**Material for the task:**
++++

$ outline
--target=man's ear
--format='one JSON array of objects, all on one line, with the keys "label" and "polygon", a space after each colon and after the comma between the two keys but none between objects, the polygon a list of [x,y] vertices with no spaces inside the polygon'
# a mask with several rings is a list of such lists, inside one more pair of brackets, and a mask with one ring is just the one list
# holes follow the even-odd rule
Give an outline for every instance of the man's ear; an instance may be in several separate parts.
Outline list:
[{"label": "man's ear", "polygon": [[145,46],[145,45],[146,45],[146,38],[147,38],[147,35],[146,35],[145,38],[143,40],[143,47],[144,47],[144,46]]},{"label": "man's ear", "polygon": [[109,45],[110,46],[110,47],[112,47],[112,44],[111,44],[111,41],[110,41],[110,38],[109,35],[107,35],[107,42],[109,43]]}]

++++

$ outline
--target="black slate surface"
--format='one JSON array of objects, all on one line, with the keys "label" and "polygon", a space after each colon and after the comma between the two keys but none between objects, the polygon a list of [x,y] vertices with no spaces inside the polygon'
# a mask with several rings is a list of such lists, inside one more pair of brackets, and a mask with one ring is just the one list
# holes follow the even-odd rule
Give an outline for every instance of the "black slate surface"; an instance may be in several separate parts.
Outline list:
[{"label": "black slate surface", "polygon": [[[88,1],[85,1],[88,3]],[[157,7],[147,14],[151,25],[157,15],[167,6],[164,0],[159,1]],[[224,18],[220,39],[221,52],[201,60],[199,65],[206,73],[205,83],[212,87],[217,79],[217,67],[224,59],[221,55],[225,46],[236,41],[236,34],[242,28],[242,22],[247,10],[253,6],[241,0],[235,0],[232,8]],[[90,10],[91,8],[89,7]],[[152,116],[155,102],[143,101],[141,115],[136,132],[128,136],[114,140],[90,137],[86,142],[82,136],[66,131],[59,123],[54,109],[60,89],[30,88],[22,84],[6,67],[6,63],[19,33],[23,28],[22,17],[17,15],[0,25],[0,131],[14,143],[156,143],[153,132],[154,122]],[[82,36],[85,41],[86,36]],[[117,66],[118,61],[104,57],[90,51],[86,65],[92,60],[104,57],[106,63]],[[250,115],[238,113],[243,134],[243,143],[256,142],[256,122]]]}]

++++

**Task to carry out:**
Which lines in the records above contain the word "parts"? Gather every such line and copy each one in full.

**Answer in full:**
Give an outline for every instance of the man's ear; an instance may be in several separate parts.
Give an outline for every instance of the "black slate surface"; an instance may be in several separate parts.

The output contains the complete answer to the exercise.